__What is required__. Every record that follows should be output exactly as it is given.

(Source records Opens)

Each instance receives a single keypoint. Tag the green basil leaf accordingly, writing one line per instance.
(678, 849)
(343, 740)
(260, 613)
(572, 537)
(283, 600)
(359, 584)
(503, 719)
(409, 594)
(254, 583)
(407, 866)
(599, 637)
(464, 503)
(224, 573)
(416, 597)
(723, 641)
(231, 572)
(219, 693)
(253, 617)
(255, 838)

(Source records Closes)

__Answer to the exercise__.
Each instance receives a single keypoint. Tag the green basil leaf accordingly, writing one line per instance.
(678, 849)
(343, 740)
(260, 613)
(572, 537)
(283, 600)
(359, 584)
(503, 719)
(409, 594)
(254, 583)
(407, 866)
(599, 637)
(464, 503)
(224, 573)
(416, 597)
(723, 641)
(231, 572)
(219, 693)
(253, 617)
(255, 838)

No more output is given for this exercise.